- _Work required_
Count the lines in the records below that contain the string "clicks", where case counts. Give only the number.

- _Data_

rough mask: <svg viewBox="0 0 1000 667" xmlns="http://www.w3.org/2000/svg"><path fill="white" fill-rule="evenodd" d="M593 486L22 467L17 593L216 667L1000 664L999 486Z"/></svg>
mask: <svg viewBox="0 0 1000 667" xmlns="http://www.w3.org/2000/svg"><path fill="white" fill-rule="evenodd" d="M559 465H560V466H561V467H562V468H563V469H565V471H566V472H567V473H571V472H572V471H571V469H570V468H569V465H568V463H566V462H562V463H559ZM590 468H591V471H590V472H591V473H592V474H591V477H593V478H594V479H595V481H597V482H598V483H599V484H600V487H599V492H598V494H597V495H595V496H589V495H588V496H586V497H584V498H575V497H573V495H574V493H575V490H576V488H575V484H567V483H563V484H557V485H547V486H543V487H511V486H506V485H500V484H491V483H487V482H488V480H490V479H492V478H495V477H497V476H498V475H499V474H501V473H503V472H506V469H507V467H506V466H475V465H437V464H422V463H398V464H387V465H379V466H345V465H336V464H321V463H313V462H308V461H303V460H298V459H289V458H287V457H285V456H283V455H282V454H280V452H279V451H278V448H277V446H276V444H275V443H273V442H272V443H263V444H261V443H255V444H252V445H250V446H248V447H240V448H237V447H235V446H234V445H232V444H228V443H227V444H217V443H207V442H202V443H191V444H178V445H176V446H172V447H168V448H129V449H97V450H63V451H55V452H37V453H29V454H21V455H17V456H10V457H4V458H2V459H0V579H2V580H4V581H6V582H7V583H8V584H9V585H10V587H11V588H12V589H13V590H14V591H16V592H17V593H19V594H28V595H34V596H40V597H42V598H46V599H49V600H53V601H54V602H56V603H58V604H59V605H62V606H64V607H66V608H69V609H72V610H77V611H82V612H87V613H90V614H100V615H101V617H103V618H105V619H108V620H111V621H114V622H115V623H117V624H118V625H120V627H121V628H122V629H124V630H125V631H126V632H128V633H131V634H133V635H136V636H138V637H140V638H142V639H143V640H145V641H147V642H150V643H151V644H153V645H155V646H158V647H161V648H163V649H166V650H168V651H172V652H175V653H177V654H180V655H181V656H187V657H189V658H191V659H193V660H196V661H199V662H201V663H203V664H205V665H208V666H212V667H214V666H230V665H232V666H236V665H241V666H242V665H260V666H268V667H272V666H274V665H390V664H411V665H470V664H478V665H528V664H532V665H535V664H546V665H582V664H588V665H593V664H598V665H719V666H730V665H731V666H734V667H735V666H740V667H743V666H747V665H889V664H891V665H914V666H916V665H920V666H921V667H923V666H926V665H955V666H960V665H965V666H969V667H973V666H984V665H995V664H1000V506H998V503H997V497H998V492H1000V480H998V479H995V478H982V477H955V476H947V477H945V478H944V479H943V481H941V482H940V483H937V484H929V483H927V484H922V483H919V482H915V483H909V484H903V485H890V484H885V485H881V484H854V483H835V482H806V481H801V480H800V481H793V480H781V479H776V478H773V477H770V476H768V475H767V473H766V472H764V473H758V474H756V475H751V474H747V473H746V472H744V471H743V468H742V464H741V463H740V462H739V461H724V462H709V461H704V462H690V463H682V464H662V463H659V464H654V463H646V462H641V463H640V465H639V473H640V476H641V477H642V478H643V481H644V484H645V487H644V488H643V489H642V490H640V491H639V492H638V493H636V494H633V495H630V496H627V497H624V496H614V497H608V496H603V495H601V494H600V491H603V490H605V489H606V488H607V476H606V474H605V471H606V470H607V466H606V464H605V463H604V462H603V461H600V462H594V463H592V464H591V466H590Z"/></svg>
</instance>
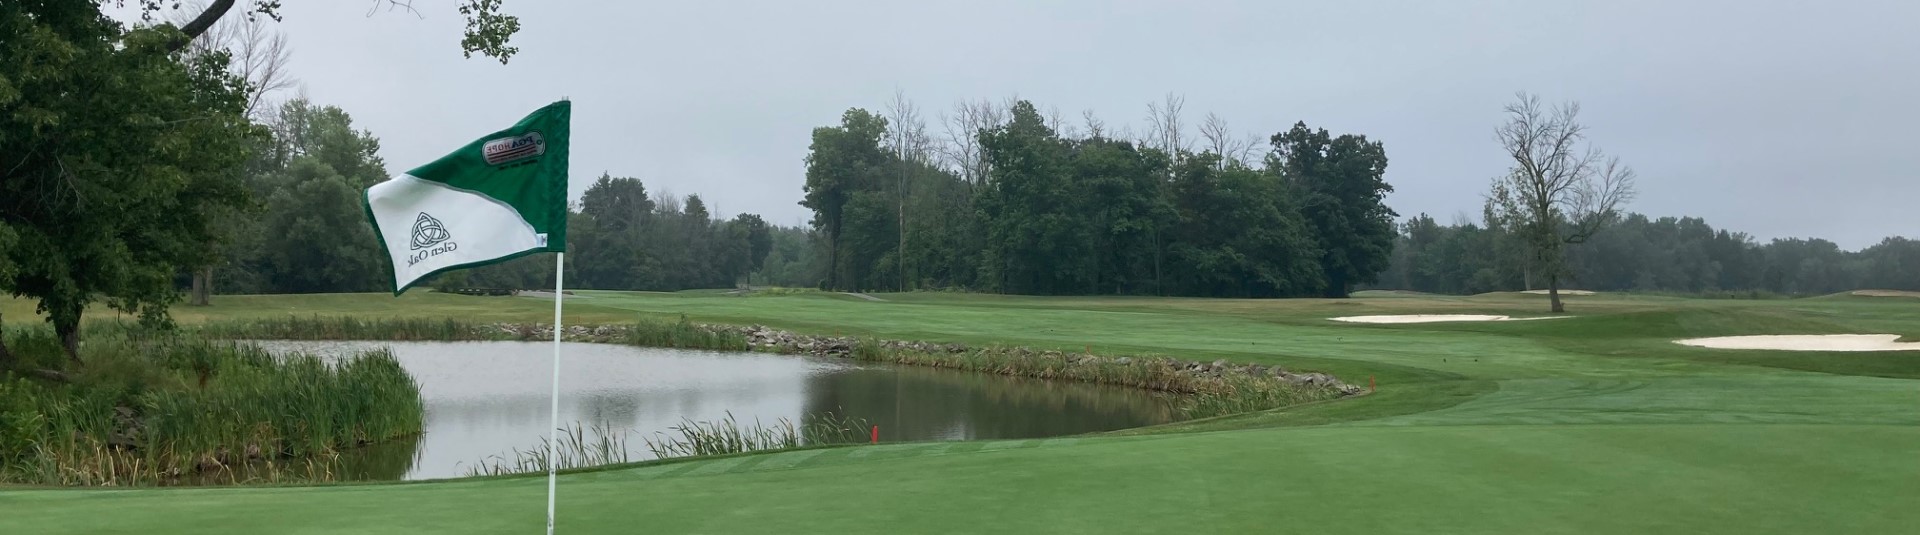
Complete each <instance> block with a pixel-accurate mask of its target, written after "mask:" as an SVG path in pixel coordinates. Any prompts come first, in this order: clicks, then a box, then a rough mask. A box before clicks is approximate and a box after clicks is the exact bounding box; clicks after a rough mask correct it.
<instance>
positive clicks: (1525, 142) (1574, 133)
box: [1490, 92, 1634, 313]
mask: <svg viewBox="0 0 1920 535" xmlns="http://www.w3.org/2000/svg"><path fill="white" fill-rule="evenodd" d="M1505 113H1507V123H1505V125H1501V127H1500V128H1496V130H1494V134H1496V136H1498V138H1500V146H1501V148H1503V150H1507V155H1509V157H1513V169H1509V173H1507V174H1505V176H1501V178H1494V188H1492V194H1490V199H1492V203H1494V205H1496V207H1498V209H1500V211H1503V213H1505V217H1507V219H1511V224H1513V226H1515V228H1519V230H1521V234H1523V238H1524V240H1526V244H1528V245H1530V247H1532V253H1534V265H1538V267H1540V268H1542V276H1546V280H1548V299H1549V301H1551V311H1553V313H1565V311H1567V307H1565V305H1563V303H1561V299H1559V280H1561V276H1565V274H1567V263H1565V245H1569V244H1582V242H1586V240H1588V238H1592V236H1594V234H1596V232H1599V230H1601V228H1605V226H1607V222H1611V221H1613V219H1615V217H1619V207H1620V205H1624V203H1628V201H1632V199H1634V169H1632V167H1626V165H1622V163H1620V159H1619V157H1607V155H1603V153H1601V151H1599V150H1597V148H1592V146H1584V142H1586V127H1584V125H1580V104H1578V102H1565V104H1561V105H1555V107H1553V109H1546V107H1542V104H1540V96H1532V94H1526V92H1521V94H1517V96H1515V102H1513V104H1507V107H1505Z"/></svg>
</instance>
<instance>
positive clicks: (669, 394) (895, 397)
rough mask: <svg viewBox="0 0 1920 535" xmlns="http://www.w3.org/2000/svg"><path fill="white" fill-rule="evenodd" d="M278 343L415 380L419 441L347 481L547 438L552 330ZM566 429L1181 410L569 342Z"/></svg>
mask: <svg viewBox="0 0 1920 535" xmlns="http://www.w3.org/2000/svg"><path fill="white" fill-rule="evenodd" d="M261 345H263V347H267V349H269V351H273V353H296V351H298V353H313V355H321V357H340V355H351V353H359V351H369V349H376V347H390V349H392V351H394V357H396V359H399V362H401V364H403V366H405V368H407V370H409V372H413V376H415V380H419V382H420V397H422V401H424V405H426V431H424V433H422V435H420V437H419V439H407V441H396V443H384V445H376V447H367V449H359V451H351V453H348V458H346V460H348V462H346V464H348V466H346V474H340V476H342V477H344V479H440V477H463V476H467V470H470V468H472V466H474V464H478V462H480V460H484V458H490V456H509V458H511V454H513V451H515V449H520V451H528V449H534V447H538V445H540V443H541V437H545V435H547V430H549V428H547V410H549V407H547V389H549V387H551V384H549V382H551V376H549V374H551V366H553V362H551V357H553V343H547V341H261ZM563 351H564V357H563V362H561V426H563V428H568V426H586V428H601V426H605V428H611V430H612V431H614V433H626V437H628V441H626V447H628V456H630V458H632V460H645V458H653V453H651V451H649V449H647V447H645V443H643V441H641V437H657V433H664V431H668V428H672V426H678V424H682V422H684V420H693V422H703V420H705V422H716V420H724V418H728V414H732V416H733V420H737V422H741V424H755V422H758V424H762V426H774V424H776V422H778V420H780V418H787V420H791V422H801V418H803V416H804V414H822V412H833V414H835V416H851V418H864V420H868V422H870V424H874V426H879V439H881V441H883V443H887V441H958V439H1031V437H1056V435H1077V433H1091V431H1112V430H1125V428H1139V426H1152V424H1165V422H1173V420H1175V418H1177V412H1175V410H1173V408H1171V397H1167V395H1164V393H1154V391H1144V389H1133V387H1114V385H1094V384H1079V382H1048V380H1033V378H1008V376H993V374H973V372H956V370H941V368H924V366H897V364H870V362H852V361H847V359H826V357H793V355H766V353H722V351H689V349H653V347H628V345H607V343H566V345H563Z"/></svg>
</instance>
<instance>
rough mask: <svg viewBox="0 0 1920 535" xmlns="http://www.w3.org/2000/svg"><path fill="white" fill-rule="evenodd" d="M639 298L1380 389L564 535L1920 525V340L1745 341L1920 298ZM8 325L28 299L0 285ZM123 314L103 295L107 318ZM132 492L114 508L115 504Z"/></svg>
mask: <svg viewBox="0 0 1920 535" xmlns="http://www.w3.org/2000/svg"><path fill="white" fill-rule="evenodd" d="M582 295H591V297H593V299H578V301H570V303H568V316H570V318H568V322H582V324H591V322H620V320H630V318H636V316H639V314H649V316H680V314H685V316H687V318H691V320H699V322H728V324H768V326H776V328H787V330H799V332H810V334H860V336H879V337H897V339H929V341H964V343H1000V345H1029V347H1048V349H1071V351H1085V349H1092V351H1096V353H1160V355H1177V357H1181V359H1194V361H1213V359H1227V361H1235V362H1261V364H1283V366H1288V368H1294V370H1317V372H1331V374H1336V376H1340V378H1342V380H1346V382H1350V384H1361V385H1365V384H1367V382H1369V378H1371V380H1373V382H1377V384H1379V391H1377V393H1371V395H1363V397H1356V399H1342V401H1329V403H1317V405H1304V407H1292V408H1283V410H1269V412H1254V414H1236V416H1225V418H1213V420H1198V422H1183V424H1171V426H1162V428H1144V430H1127V431H1117V433H1104V435H1079V437H1060V439H1029V441H970V443H897V445H877V447H841V449H810V451H789V453H772V454H743V456H724V458H705V460H684V462H664V464H645V466H632V468H611V470H599V472H582V474H568V476H563V477H561V487H559V493H561V495H559V529H561V533H616V531H659V533H828V531H831V533H1008V531H1020V533H1223V531H1227V533H1284V531H1309V533H1897V531H1903V529H1910V527H1912V525H1920V512H1916V510H1914V508H1912V506H1910V504H1914V502H1920V485H1914V481H1920V353H1916V351H1884V353H1811V351H1734V349H1703V347H1686V345H1676V343H1672V341H1674V339H1684V337H1715V336H1759V334H1899V336H1905V337H1907V339H1908V341H1910V339H1920V301H1914V299H1885V297H1859V295H1834V297H1812V299H1772V301H1709V299H1676V297H1636V295H1582V297H1580V299H1578V301H1571V305H1569V311H1571V318H1563V320H1551V322H1427V324H1350V322H1332V320H1329V318H1334V316H1386V314H1507V316H1517V318H1521V316H1540V314H1542V311H1544V307H1546V297H1542V295H1521V293H1490V295H1475V297H1444V295H1392V297H1363V299H1267V301H1260V299H1156V297H1006V295H966V293H879V295H876V297H881V299H883V301H870V299H860V297H852V295H837V293H801V295H778V297H772V295H755V297H733V295H720V293H705V291H703V293H695V291H685V293H624V291H582ZM0 307H6V309H4V313H6V318H8V320H10V322H21V320H29V318H31V309H29V307H27V305H23V301H0ZM280 314H355V316H459V318H467V320H476V322H490V320H497V322H536V320H541V318H549V316H547V314H551V301H543V299H532V297H463V295H444V293H424V291H415V293H409V295H405V297H401V299H394V297H388V295H259V297H242V295H232V297H219V299H217V301H215V307H207V309H192V307H182V309H177V316H179V318H182V322H188V324H192V322H204V320H221V318H252V316H280ZM94 316H96V318H98V316H108V318H111V314H100V313H96V314H94ZM543 493H545V481H543V479H541V477H493V479H465V481H426V483H388V485H321V487H271V489H132V491H123V489H8V491H0V533H276V531H300V533H532V531H538V529H540V525H541V522H543ZM102 512H109V514H102Z"/></svg>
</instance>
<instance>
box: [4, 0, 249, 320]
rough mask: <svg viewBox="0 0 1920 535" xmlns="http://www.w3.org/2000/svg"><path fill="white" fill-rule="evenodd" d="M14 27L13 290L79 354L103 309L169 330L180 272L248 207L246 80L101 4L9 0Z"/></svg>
mask: <svg viewBox="0 0 1920 535" xmlns="http://www.w3.org/2000/svg"><path fill="white" fill-rule="evenodd" d="M0 35H4V36H8V38H6V40H0V155H4V159H6V163H0V173H4V174H0V228H6V230H0V257H4V259H6V261H0V291H6V293H12V295H25V297H33V299H38V303H40V305H38V307H40V311H42V313H46V314H48V320H50V322H52V324H54V328H56V332H60V336H61V337H63V341H65V345H67V349H69V351H67V353H69V355H71V357H77V349H75V345H77V343H79V322H81V313H83V311H84V309H86V305H88V303H94V301H106V303H108V305H111V307H113V309H117V311H125V313H138V314H140V316H142V318H144V320H148V322H150V324H163V322H165V320H167V314H165V309H167V305H171V303H173V301H177V299H179V291H175V274H177V267H182V265H202V263H205V261H209V259H211V257H213V253H215V249H217V240H215V238H219V236H221V232H219V230H221V228H219V226H217V224H215V217H217V215H219V213H223V211H227V209H232V207H240V205H244V201H246V190H244V188H242V180H240V173H238V169H240V167H242V163H244V161H246V157H248V148H250V144H252V142H250V140H252V138H255V136H259V128H255V127H253V125H250V123H248V119H246V115H244V107H246V88H244V81H240V79H238V77H234V75H228V71H227V61H228V54H225V52H213V54H196V56H192V58H182V56H179V54H173V52H171V48H169V44H171V42H175V40H177V38H179V36H180V35H179V33H177V31H175V29H173V27H157V29H134V31H127V29H123V27H121V25H119V23H115V21H111V19H108V17H104V15H102V13H100V6H98V4H96V2H33V4H6V6H4V8H0Z"/></svg>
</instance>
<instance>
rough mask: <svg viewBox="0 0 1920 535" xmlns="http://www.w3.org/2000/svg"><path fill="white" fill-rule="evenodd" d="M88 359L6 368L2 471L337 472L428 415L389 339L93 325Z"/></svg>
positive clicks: (185, 473)
mask: <svg viewBox="0 0 1920 535" xmlns="http://www.w3.org/2000/svg"><path fill="white" fill-rule="evenodd" d="M31 336H38V334H25V336H19V334H15V336H12V337H10V339H8V341H10V347H12V349H19V347H31V343H25V345H13V343H12V341H15V339H21V337H31ZM42 361H44V359H42ZM83 362H84V364H81V366H79V368H69V370H65V372H67V374H69V376H71V382H69V384H58V382H42V380H29V378H15V376H12V374H6V372H0V481H15V483H40V485H165V483H182V481H223V483H244V481H313V479H321V481H324V479H332V472H334V470H336V466H338V453H340V451H344V449H351V447H359V445H367V443H376V441H386V439H394V437H407V435H417V433H420V428H422V412H424V410H422V405H420V389H419V384H415V380H413V376H411V374H407V370H403V368H401V366H399V362H397V361H396V359H394V357H392V355H390V353H386V351H384V349H382V351H369V353H361V355H353V357H348V359H338V361H323V359H319V357H311V355H292V357H273V355H269V353H267V351H263V349H259V347H253V345H242V343H217V341H204V339H188V337H161V336H152V337H113V336H94V337H88V339H86V341H84V343H83Z"/></svg>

- _Your solution_
4